- [Exercise]: Rewrite every line of the data below from the line containing "Our analyst would like the player's arm" through the line containing "left=7, top=169, right=359, bottom=239", and increase each coordinate in the answer bounding boxes by 38. Keep the coordinates shown as notation samples unchanged, and leave the pictures out.

— start of Material to process —

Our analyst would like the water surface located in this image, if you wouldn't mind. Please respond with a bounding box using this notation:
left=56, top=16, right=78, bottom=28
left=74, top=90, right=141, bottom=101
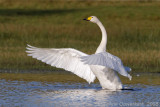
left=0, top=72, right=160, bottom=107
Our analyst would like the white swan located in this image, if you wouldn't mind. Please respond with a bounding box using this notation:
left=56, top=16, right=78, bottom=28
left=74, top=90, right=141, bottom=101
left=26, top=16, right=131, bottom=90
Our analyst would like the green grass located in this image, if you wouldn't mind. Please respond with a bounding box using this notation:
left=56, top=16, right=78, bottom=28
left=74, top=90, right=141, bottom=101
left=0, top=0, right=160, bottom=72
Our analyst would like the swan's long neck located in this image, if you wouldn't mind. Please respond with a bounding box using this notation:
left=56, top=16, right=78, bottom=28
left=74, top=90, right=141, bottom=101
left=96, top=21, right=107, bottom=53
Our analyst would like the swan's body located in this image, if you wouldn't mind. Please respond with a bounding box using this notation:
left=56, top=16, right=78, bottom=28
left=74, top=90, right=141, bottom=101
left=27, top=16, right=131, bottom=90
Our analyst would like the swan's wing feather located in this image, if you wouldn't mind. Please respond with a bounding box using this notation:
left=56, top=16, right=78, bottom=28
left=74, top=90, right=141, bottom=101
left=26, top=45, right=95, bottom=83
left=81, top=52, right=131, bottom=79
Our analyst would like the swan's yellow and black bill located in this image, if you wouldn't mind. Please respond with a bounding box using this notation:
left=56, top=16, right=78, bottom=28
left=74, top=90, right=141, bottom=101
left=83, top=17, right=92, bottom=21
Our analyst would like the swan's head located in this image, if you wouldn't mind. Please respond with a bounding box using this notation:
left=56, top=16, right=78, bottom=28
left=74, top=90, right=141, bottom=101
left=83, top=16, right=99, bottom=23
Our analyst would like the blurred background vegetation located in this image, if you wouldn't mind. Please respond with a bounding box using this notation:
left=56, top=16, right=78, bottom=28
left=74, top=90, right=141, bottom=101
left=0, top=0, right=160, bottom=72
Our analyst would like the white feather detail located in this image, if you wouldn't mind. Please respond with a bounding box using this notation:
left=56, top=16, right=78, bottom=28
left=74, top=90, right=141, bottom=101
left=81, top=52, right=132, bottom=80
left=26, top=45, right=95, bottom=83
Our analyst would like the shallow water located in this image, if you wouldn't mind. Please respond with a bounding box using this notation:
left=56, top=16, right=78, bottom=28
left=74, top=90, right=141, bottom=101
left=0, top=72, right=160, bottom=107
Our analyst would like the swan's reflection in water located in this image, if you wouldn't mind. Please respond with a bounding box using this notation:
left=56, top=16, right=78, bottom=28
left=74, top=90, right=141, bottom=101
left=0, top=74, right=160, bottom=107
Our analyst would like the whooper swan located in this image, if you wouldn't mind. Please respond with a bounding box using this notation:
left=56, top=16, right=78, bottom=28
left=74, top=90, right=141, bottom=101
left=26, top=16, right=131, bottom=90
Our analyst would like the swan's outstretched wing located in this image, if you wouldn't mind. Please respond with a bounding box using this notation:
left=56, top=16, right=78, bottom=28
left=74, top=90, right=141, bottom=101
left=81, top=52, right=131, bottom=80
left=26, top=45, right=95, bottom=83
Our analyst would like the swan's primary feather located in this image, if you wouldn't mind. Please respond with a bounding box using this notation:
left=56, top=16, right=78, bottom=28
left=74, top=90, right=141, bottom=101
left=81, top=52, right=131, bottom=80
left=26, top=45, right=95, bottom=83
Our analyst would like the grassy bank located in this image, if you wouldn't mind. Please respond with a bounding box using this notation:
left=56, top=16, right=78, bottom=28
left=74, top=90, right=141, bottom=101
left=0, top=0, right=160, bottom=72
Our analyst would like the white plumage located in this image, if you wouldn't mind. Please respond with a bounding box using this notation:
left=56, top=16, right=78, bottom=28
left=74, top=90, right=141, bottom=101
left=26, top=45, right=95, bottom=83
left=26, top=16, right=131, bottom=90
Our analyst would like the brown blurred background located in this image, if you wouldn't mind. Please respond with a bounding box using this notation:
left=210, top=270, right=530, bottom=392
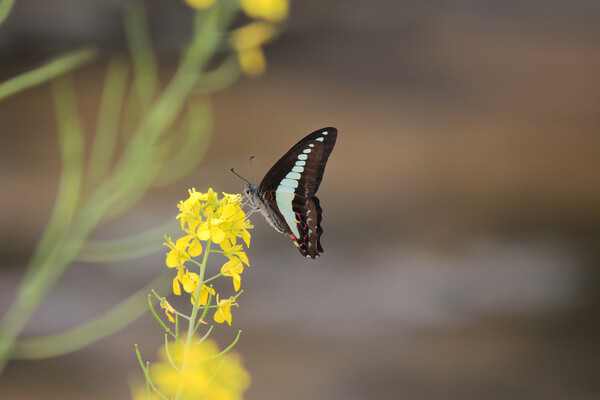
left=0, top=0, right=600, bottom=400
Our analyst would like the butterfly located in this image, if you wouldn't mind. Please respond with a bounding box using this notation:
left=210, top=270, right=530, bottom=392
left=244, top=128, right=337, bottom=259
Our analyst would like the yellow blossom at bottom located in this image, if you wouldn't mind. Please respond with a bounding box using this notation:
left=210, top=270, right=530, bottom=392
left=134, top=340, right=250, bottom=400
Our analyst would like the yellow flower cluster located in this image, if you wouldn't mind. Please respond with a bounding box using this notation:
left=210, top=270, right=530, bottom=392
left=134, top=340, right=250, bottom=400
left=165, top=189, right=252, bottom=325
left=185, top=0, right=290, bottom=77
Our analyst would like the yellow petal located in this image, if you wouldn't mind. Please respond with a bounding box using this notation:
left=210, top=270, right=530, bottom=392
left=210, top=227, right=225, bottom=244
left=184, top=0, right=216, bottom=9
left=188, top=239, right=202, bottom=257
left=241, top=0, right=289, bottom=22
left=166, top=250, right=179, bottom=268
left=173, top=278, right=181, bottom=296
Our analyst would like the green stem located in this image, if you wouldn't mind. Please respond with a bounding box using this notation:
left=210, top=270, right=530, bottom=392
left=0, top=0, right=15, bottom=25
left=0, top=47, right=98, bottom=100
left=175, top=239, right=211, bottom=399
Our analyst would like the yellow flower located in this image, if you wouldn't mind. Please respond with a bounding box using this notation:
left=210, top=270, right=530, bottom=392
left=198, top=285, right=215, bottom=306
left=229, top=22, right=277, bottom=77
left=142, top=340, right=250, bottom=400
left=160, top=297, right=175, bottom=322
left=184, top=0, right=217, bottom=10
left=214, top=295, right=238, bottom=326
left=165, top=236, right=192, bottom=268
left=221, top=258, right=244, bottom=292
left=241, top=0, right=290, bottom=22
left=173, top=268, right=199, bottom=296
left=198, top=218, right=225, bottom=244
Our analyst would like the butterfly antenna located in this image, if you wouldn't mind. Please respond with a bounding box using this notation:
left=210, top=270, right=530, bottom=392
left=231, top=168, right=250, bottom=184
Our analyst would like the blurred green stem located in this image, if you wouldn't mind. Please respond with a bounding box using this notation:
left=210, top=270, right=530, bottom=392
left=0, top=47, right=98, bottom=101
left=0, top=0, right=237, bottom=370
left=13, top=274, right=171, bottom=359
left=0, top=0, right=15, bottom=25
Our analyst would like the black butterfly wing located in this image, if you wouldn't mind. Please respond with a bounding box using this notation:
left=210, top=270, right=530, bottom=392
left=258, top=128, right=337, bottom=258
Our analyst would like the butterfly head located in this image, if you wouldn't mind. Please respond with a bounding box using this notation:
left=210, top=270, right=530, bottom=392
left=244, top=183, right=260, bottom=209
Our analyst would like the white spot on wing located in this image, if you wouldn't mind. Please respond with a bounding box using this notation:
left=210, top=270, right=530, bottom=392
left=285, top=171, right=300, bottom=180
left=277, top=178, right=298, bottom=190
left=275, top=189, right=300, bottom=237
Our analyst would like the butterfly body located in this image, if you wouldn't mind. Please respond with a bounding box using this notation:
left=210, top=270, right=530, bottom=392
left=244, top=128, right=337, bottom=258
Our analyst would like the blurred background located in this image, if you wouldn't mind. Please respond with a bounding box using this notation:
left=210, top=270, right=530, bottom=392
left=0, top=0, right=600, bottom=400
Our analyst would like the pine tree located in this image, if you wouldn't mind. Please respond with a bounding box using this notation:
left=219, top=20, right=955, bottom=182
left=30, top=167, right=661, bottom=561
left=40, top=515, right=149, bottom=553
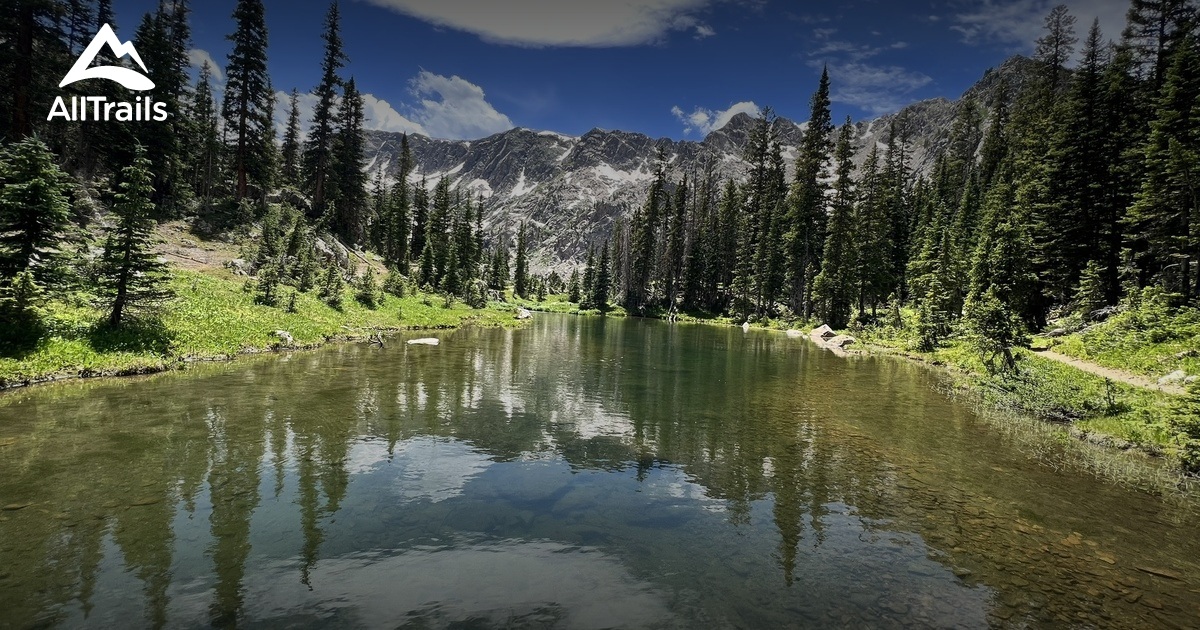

— end of Material to process —
— start of Material to process —

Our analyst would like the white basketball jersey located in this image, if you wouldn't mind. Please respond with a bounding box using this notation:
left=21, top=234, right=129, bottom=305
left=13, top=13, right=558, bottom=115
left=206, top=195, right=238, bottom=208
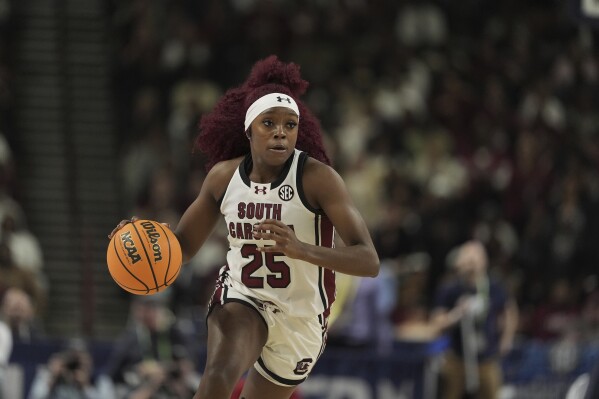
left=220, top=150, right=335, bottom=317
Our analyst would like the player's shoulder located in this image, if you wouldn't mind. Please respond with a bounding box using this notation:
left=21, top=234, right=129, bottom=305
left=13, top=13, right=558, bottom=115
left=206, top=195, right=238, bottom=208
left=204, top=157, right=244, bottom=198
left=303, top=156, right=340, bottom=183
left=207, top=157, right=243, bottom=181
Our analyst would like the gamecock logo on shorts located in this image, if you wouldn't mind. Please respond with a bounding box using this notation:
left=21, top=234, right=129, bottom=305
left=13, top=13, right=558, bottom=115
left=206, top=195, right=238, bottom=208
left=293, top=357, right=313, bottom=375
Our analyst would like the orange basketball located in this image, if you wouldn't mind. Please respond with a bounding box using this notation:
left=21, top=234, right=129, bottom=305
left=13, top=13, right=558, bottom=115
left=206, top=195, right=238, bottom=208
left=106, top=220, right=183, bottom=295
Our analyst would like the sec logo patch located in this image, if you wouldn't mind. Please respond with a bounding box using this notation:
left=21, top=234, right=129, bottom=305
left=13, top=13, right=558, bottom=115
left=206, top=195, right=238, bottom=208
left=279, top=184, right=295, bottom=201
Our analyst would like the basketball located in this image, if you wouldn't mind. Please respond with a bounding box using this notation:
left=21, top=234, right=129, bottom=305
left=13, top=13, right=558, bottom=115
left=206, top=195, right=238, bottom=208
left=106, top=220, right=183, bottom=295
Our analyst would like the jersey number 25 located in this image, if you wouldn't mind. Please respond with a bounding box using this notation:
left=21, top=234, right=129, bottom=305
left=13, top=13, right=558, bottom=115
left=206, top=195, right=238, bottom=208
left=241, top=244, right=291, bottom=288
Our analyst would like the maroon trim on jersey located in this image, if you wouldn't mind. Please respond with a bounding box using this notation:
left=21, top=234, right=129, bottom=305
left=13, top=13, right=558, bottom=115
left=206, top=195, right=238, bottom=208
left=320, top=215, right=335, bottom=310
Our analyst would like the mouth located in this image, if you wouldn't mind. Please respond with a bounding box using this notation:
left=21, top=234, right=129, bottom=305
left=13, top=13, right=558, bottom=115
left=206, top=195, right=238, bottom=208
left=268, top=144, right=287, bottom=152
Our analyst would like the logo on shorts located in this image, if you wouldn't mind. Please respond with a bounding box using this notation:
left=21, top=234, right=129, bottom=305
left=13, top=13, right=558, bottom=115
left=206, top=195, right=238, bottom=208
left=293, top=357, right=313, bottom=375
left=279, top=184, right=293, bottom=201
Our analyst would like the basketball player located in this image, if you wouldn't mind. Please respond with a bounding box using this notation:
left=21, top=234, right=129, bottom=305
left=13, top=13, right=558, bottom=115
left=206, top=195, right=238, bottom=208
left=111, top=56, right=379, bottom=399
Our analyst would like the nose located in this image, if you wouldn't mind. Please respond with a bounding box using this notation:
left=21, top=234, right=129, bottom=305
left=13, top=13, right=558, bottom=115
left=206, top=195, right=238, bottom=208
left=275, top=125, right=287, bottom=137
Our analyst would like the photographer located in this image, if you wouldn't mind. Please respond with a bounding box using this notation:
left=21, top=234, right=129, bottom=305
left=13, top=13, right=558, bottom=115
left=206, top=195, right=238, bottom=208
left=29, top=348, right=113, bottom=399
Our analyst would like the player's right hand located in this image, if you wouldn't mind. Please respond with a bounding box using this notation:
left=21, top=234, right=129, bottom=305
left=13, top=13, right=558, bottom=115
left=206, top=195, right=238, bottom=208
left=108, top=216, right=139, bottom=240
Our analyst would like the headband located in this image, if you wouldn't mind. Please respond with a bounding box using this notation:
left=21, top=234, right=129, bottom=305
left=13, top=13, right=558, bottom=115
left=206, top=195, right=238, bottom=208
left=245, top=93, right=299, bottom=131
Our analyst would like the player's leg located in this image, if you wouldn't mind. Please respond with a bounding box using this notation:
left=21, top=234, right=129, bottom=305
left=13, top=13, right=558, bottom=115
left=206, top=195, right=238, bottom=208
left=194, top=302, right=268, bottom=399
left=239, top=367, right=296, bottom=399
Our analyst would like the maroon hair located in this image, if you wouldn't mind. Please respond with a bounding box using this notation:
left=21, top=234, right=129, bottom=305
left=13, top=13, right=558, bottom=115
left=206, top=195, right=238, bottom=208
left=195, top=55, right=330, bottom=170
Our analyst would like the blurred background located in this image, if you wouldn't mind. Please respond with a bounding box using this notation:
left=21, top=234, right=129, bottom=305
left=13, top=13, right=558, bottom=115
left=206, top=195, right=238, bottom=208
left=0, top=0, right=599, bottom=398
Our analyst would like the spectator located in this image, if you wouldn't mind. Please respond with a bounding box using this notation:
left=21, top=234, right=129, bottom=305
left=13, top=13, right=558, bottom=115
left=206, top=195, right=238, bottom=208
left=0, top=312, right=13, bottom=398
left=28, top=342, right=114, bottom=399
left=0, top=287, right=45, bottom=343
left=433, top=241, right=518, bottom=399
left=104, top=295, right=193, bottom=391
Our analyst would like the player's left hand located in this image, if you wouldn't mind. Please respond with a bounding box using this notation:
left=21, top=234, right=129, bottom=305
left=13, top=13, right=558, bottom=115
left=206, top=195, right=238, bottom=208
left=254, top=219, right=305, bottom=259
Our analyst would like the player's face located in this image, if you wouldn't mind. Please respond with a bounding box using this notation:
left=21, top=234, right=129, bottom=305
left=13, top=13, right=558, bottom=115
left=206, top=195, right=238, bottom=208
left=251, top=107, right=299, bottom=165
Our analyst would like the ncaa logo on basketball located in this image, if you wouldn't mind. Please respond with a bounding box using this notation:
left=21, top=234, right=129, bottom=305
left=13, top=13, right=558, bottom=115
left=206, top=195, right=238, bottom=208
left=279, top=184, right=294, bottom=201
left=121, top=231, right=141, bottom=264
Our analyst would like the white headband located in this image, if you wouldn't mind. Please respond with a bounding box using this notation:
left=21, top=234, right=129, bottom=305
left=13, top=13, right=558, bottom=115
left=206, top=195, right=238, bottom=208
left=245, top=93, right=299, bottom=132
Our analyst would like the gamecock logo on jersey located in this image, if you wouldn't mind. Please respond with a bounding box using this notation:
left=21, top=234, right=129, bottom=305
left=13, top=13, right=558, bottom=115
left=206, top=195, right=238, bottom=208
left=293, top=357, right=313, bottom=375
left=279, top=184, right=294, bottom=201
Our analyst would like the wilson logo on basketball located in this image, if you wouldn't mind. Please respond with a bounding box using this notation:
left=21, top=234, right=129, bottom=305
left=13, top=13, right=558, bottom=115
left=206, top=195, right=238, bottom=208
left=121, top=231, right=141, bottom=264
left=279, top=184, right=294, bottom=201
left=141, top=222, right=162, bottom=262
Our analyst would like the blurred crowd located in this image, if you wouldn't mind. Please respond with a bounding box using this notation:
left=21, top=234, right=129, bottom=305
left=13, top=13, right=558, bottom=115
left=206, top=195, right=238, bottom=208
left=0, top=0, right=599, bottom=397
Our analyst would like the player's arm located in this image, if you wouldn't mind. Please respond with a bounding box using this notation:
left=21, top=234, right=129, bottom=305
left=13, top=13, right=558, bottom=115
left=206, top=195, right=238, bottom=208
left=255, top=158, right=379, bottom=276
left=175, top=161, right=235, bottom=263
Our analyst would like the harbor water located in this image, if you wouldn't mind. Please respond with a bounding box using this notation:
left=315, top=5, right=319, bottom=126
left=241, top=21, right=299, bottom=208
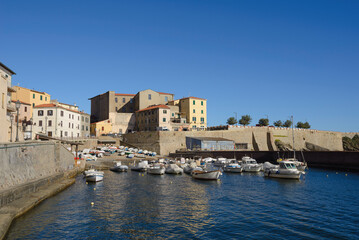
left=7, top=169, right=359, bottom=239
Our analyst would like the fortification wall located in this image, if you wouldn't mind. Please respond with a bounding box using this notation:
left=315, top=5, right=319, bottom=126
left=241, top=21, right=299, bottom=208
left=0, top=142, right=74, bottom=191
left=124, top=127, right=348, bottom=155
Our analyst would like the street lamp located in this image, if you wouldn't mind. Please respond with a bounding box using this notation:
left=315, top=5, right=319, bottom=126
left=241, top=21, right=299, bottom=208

— end of Material to process —

- [Finished answer]:
Our analyst would like the player's arm located in this image, if you wouldn't mind. Please respond with a bounding box using this notation:
left=21, top=234, right=129, bottom=305
left=13, top=13, right=558, bottom=115
left=206, top=195, right=238, bottom=208
left=293, top=196, right=417, bottom=314
left=213, top=199, right=273, bottom=301
Our analyst would like the harbor water located in this image, if you wouldn't mind. Please respond with a bounding box using this notation:
left=315, top=5, right=319, bottom=126
left=241, top=21, right=299, bottom=208
left=45, top=207, right=397, bottom=277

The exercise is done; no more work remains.